__CONSIGNE__
Réécrivez l’extrait du texte présenté commençant à « Cette dame c’est » et se terminant à « Souvenir …. », en substituant « cartes postales » à « timbres ».

__TEXTE PRÉSENTÉ__
____

« Mars » était tout à
la fois le dieu de la guerre et celui des cultures et des troupeaux chez les
romains de l’antiquité, nous apprenait-on au lycée, il y a encore une
cinquantaine d’années… Une lointaine époque qui fait presque
« vestiges » à l’exemple des ruines de Tipaza ou de Timgad…
Mais de nos jours ce mois des
mimosas et bien d’autres arbres fleuris de chez nous est devenu le mois où l’on
célèbre la mémoire des martyrs, tel Larbi Ben M’hidi, bien sur, mais tous les
innombrables, d’Est en Ouest, des rives de la Méditerranée aux très lointaines
dunes sahariennes qui bordent l’Ahaggar…
Jeudi 2 mars donc, je sors du
métro et marche à pas rapides vers la Grande poste… Au carrefour, de l’autre coté
du trottoir sous l’œil bonhomme d’un policier, une élégante et jeune dame de
plus de 85 ans traverse.. J‘ai l’impression d’une séquence de film « nouvelle vague » tant, svelte et
sereine, cheveux d’un argent brillant et doux, heureuse, elle traverse la chaussée
sous un soleil printanier… Beaucoup d’Algérois, particulièrement les riverains
d’Hussein Dey et du haut Panorama connaissent bien cette silhouette discrète …
Je l’arrête à mon
niveau et, elle hésite, quelques longues secondes à me reconnaitre… Je lui
parle du livre… Oui : Anna, je répète… et ajoute Louisette Ighilahriz et les
biscuits Bimo qu’elle lui offre à chaque fois qu’elle la visite chez
elle … « AHH… Mais bien sur… » Et
de rire comme une adolescente en s’excusant de sa médiocre mémoire, vu son âge…
(photo
Abderrahmane Djelfaoui)
Cette dame c’est Eliett Fatma Zohra Loup née dans une ferme à Birtouta
avant la deuxième guerre mondiale. Elle, qui fut la camarade d’Anna Gréki ;
la compagne de cellule de Zhor Zerari, Baya Hocine, Fadela Dziria, Jaqueline
Guerroudj et tant d’autres « sœurs »
à Serkadji au même moment (1957-59) où étaient également emprisonnés Moufdi
Zakaria, Henri Alleg, Laadi Flici et El Badji au quartier des condamnés à
morts…
Elle me dit qu’elle vient d’acheter deux séries de timbres d’Algérie
qu’elle me montre avec fierté et sourire… Elle insiste pour que j’en prenne un exemplaire
de chaque qu’elle m’offre. « Ca me
rappelle tant mon enfance », dit-elle…
Souvenir ….
Eliett
Loup et Louisette Ighilahriz
lisant une
poésie sur la « ville de cent lieux, ville noire »
lors d’un
après midi autour d’un thé et de biscuits Bimo sur les hauteurs d’Hussein Dey
en aout 2015…
(photo
Abderrahmane Djelfaoui)

____

__LIGNES DE DONNÉES__
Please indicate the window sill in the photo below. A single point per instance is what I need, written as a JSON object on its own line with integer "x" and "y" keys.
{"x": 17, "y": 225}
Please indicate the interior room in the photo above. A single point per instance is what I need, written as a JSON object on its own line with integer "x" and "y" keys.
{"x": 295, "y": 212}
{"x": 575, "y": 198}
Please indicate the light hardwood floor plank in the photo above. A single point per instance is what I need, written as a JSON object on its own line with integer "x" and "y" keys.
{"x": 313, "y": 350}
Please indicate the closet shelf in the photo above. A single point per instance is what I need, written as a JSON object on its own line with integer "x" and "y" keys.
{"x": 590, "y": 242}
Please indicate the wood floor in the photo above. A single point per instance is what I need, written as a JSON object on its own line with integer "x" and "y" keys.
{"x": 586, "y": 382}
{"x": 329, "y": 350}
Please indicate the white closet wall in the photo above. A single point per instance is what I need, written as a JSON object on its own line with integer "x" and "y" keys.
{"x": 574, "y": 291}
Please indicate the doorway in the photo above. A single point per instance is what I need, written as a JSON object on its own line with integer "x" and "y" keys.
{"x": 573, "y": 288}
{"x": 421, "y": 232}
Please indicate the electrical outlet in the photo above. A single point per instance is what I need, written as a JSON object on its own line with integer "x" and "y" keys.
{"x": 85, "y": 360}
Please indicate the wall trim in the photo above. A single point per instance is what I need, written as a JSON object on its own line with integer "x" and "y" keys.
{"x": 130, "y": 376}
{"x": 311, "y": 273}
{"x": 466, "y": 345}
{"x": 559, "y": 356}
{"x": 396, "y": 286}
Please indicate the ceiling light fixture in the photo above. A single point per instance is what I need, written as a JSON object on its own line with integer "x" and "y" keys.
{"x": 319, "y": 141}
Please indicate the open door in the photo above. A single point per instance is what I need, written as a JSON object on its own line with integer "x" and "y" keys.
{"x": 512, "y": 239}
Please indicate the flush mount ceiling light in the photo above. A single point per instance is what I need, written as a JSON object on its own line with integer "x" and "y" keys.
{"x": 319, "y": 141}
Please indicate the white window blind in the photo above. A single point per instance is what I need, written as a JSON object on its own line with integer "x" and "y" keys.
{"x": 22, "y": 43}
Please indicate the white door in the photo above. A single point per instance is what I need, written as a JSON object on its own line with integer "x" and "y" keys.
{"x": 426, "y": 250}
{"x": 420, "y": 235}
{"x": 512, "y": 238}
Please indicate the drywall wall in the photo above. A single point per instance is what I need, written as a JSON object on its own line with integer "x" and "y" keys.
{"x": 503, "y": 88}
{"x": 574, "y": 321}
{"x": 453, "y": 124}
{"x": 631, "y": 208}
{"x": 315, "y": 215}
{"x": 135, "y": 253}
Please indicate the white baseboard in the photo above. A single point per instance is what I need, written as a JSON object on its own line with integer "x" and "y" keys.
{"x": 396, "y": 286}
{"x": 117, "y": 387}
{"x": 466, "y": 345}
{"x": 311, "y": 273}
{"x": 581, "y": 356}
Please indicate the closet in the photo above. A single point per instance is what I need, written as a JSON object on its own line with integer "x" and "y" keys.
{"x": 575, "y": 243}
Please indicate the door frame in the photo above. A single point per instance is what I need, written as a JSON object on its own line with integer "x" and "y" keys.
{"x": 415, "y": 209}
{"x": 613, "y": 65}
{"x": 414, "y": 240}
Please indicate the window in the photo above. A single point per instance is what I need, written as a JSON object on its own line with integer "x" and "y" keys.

____

__CORRIGÉ__
Cette dame c’est Eliett Fatma Zohra Loup née dans une ferme à Birtouta
avant la deuxième guerre mondiale. Elle, qui fut la camarade d’Anna Gréki ;
la compagne de cellule de Zhor Zerari, Baya Hocine, Fadela Dziria, Jaqueline
Guerroudj et tant d’autres « sœurs »
à Serkadji au même moment (1957-59) où étaient également emprisonnés Moufdi
Zakaria, Henri Alleg, Laadi Flici et El Badji au quartier des condamnés à
morts…
Elle me dit qu’elle vient d’acheter deux séries de cartes postales d’Algérie
qu’elle me montre avec fierté et sourire… Elle insiste pour que j’en prenne un exemplaire
de chaque qu’elle m’offre. « Ca me
rappelle tant mon enfance », dit-elle…
Souvenir ….